**Material for this task:**
========================
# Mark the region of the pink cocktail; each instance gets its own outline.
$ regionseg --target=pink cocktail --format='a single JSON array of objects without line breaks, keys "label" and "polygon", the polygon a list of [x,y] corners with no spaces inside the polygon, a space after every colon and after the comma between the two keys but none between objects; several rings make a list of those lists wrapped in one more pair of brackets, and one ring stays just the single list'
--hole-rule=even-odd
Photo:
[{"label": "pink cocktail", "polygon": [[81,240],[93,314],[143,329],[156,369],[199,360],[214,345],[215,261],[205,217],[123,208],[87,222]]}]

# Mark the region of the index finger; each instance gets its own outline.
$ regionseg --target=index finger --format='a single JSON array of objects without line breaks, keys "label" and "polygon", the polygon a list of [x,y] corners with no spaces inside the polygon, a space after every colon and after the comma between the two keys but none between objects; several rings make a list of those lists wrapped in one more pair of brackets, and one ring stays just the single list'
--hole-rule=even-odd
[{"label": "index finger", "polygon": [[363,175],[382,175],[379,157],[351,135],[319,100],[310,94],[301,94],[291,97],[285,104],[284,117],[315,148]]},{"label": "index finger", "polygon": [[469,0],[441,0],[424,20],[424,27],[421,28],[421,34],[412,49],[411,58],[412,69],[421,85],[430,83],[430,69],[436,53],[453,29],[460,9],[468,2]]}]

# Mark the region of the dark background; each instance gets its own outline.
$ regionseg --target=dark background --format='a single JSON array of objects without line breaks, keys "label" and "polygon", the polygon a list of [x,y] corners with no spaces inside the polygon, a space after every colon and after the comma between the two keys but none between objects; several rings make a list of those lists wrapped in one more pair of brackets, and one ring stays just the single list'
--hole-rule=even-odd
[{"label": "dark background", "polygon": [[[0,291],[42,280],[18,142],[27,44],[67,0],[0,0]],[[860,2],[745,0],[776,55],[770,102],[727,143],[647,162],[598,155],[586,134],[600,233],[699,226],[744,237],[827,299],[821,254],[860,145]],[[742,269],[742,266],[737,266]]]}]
========================
**Your objective:** Lines with "just" in them: work out how many there are in the listing and give the figure alone.

**Exercise response:** 3